**Objective**
Reproduce verbatim everything from the beginning of the records down to the line containing "[138,133,156,226]", including both ends, and leave the pictures out of your output.

**Records**
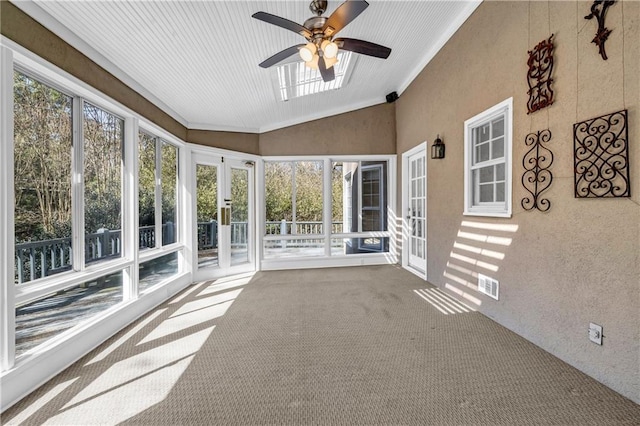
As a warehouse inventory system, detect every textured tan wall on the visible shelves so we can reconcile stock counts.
[260,104,396,156]
[187,129,259,155]
[396,1,640,402]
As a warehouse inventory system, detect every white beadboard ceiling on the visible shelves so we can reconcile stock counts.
[15,0,480,132]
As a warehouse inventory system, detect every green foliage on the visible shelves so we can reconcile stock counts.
[14,72,72,241]
[138,133,156,226]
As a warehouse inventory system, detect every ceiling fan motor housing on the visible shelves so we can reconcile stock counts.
[305,0,327,16]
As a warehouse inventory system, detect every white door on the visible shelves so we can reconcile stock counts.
[192,155,255,281]
[402,143,427,278]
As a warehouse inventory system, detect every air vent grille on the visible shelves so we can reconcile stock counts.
[478,274,500,300]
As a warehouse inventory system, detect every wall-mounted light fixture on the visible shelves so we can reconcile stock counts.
[431,135,444,158]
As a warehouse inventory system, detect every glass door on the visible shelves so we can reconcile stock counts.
[407,149,427,271]
[192,155,255,281]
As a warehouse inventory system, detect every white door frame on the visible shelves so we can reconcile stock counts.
[190,151,257,282]
[400,141,428,280]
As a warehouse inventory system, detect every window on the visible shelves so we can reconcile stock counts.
[265,161,323,235]
[262,156,394,262]
[83,102,124,264]
[138,131,178,250]
[13,72,73,284]
[332,161,389,255]
[464,98,513,217]
[264,161,324,259]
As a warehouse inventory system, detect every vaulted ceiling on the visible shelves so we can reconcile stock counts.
[15,0,480,132]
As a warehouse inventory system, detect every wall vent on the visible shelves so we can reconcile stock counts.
[478,274,500,300]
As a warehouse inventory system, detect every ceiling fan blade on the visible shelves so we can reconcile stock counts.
[322,0,369,37]
[318,56,336,83]
[251,12,311,38]
[259,44,304,68]
[333,38,391,59]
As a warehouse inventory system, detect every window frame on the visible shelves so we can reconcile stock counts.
[257,154,398,264]
[0,38,189,366]
[463,98,513,218]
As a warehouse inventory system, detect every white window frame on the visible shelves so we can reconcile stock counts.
[257,154,398,271]
[463,98,513,218]
[358,162,385,252]
[0,38,186,362]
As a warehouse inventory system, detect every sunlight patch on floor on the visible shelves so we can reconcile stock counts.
[413,288,474,315]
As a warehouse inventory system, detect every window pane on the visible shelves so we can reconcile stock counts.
[293,161,323,235]
[231,169,249,265]
[16,271,123,356]
[491,138,504,159]
[496,183,504,201]
[264,238,324,259]
[196,164,218,267]
[480,184,493,203]
[480,166,493,183]
[475,143,489,163]
[359,163,386,231]
[264,162,293,235]
[496,163,504,180]
[331,237,389,256]
[13,72,72,283]
[362,210,380,231]
[331,163,350,233]
[138,252,178,292]
[479,123,490,142]
[491,117,504,138]
[138,132,156,249]
[160,141,178,245]
[331,161,358,234]
[83,103,124,263]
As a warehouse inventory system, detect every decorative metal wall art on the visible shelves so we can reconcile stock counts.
[584,0,616,61]
[573,109,630,198]
[527,34,553,114]
[521,129,553,212]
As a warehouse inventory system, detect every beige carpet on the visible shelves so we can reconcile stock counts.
[2,266,640,425]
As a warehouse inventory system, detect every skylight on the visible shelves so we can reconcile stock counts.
[276,51,355,101]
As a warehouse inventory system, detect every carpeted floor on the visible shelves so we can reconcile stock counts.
[2,266,640,425]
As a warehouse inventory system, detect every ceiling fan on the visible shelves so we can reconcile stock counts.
[251,0,391,82]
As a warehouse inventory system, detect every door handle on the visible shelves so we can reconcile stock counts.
[220,207,231,225]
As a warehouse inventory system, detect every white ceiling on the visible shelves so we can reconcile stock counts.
[15,0,480,132]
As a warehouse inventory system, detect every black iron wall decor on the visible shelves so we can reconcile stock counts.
[573,109,630,198]
[521,129,553,212]
[584,0,616,61]
[527,34,553,114]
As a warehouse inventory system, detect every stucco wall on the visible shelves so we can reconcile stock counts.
[260,104,396,156]
[396,1,640,402]
[187,129,259,155]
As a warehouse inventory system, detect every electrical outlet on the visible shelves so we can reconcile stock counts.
[589,322,602,345]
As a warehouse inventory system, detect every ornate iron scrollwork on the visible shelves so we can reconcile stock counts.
[521,129,553,212]
[573,109,630,198]
[584,0,616,61]
[527,34,553,114]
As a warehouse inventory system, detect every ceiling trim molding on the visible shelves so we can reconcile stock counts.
[187,122,260,133]
[11,0,188,127]
[398,0,483,95]
[188,98,386,134]
[260,98,386,133]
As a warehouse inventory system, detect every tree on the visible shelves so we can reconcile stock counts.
[14,72,72,241]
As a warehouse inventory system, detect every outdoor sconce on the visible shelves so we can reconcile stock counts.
[431,135,444,158]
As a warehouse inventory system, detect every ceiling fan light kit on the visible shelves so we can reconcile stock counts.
[252,0,391,82]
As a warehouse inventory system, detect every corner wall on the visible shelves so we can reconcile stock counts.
[396,1,640,402]
[260,103,396,156]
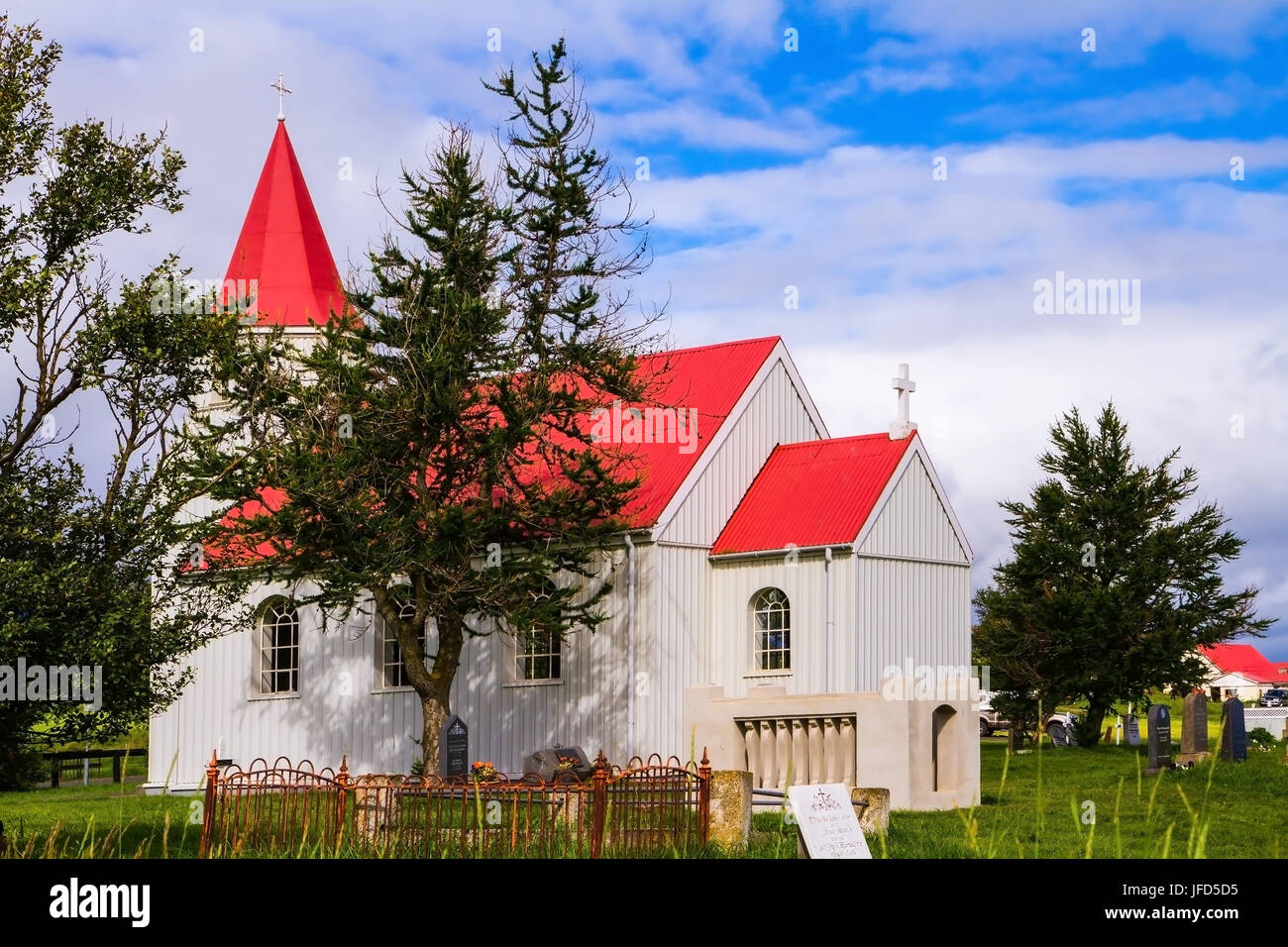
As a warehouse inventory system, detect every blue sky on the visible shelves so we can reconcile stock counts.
[9,0,1288,660]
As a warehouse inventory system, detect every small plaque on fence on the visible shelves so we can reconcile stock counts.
[787,783,872,858]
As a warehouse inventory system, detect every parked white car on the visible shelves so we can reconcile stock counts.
[975,690,1078,746]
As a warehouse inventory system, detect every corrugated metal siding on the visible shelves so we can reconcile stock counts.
[632,546,708,759]
[855,556,970,690]
[859,455,969,565]
[149,548,633,784]
[661,361,820,546]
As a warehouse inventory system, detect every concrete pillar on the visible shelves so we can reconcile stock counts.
[850,786,890,835]
[707,770,751,849]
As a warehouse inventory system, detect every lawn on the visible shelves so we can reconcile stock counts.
[0,725,1288,858]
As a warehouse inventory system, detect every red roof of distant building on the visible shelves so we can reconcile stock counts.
[226,121,344,326]
[711,434,914,556]
[1199,644,1288,684]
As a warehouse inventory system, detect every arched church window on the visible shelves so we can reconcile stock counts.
[751,588,793,672]
[259,598,300,693]
[376,594,434,689]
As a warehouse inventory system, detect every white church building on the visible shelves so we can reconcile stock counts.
[147,121,979,809]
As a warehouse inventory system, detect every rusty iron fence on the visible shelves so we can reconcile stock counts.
[201,751,711,858]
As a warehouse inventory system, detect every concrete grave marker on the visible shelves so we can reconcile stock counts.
[1145,703,1172,776]
[787,783,872,858]
[1221,697,1248,763]
[1177,690,1207,764]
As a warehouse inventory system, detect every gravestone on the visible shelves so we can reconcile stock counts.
[1127,714,1140,746]
[1221,697,1248,763]
[1047,720,1078,746]
[438,714,471,776]
[1176,690,1207,766]
[787,783,872,858]
[523,746,595,783]
[1145,703,1172,776]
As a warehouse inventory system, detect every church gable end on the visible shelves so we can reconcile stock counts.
[857,450,970,566]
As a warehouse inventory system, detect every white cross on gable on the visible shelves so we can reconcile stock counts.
[890,362,917,441]
[268,72,291,121]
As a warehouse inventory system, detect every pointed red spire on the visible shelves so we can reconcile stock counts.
[226,121,344,326]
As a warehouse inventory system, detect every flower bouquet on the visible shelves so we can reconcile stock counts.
[471,762,501,783]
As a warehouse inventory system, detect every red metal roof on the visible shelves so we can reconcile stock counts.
[1199,644,1288,684]
[207,336,780,561]
[226,121,344,326]
[711,434,914,556]
[610,335,778,527]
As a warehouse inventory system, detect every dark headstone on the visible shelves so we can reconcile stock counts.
[438,714,471,776]
[1221,697,1248,763]
[1127,714,1140,746]
[523,746,595,783]
[1145,703,1172,773]
[1047,720,1073,746]
[1181,690,1207,756]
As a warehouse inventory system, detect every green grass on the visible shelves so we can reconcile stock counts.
[0,723,1288,858]
[0,784,201,858]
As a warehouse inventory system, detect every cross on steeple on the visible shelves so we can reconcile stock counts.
[268,72,291,121]
[890,362,917,441]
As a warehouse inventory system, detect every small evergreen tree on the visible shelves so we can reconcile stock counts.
[975,404,1272,746]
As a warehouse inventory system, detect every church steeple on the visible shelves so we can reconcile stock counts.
[226,121,344,326]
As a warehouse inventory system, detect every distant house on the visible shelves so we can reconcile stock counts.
[1199,644,1288,701]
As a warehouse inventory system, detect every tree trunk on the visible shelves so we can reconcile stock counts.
[1077,697,1109,746]
[408,614,465,773]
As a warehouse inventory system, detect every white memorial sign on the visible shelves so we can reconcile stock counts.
[787,783,872,858]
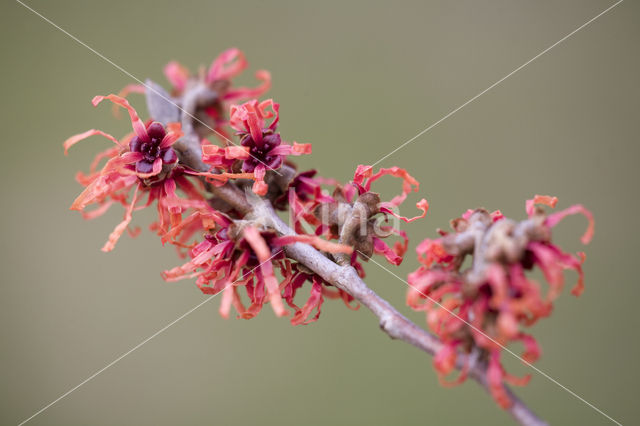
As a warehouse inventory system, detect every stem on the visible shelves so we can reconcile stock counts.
[174,94,547,426]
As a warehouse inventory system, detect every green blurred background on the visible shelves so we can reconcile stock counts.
[0,0,640,426]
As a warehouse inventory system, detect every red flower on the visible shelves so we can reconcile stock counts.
[229,99,311,195]
[64,95,204,251]
[407,196,593,408]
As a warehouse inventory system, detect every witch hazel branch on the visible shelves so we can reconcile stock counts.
[64,49,593,425]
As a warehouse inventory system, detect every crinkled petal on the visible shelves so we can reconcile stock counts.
[91,95,149,142]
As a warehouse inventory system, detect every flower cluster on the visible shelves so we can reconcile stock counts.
[64,49,593,418]
[407,195,593,408]
[64,95,206,251]
[69,49,400,324]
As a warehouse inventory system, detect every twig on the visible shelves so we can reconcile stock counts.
[174,87,547,426]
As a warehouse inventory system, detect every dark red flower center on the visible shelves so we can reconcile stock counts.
[129,122,178,173]
[240,132,282,173]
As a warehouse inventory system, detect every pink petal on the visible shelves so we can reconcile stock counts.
[62,129,125,155]
[91,95,149,142]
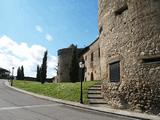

**Response**
As a warehouse inventory system, detect every textured tan wall on the visible shelves so we can reconcile stock counts.
[260,104,396,156]
[187,129,259,155]
[396,1,640,402]
As a warehouse inventory system, detect every white beadboard ceiling on the visible shelves so we can reconcile stock counts.
[15,0,480,132]
As a warehouse inventory system, detect every green foliage on the visible shelves so we can reconcile stock counts.
[14,72,72,241]
[138,133,156,226]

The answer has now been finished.